▶ _ROWS_
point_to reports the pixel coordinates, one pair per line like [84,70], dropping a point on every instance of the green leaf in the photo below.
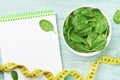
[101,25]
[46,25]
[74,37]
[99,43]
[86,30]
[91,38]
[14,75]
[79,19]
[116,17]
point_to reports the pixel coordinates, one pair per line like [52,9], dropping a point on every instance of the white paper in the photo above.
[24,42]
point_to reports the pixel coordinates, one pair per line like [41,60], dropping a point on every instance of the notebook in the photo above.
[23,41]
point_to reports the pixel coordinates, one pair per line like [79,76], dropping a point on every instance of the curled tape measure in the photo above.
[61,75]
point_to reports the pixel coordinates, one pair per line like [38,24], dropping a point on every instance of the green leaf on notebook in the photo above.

...

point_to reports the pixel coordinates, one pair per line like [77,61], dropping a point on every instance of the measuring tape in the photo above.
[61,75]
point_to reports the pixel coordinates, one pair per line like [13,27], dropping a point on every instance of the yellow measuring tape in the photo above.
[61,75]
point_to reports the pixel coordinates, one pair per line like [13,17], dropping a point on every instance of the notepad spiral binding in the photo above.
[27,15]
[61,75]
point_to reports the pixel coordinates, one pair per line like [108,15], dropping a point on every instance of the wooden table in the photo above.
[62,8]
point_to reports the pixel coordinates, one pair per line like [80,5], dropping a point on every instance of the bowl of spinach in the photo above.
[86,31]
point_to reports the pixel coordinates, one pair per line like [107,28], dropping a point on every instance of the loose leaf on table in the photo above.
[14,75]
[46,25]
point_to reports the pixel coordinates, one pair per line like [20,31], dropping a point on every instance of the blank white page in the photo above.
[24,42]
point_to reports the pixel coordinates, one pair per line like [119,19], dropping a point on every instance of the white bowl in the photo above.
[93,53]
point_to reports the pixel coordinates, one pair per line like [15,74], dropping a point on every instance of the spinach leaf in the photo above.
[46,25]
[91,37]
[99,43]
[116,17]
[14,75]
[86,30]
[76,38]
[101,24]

---

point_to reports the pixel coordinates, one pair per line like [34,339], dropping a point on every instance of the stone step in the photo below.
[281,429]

▶ _WHAT THE TASK REQUIRES_
Pull out every line in the records above that contains the word "green", and copy each one in full.

▶ _IN RESPONSE_
point_to reports the pixel coordinates, one pair per line like [84,70], dropping a point on every instance of the green leaf in the photo below.
point_to reports the pixel coordinates, one pair per line like [38,24], dropping a point on every instance of the green leaf on notebook in the photo above.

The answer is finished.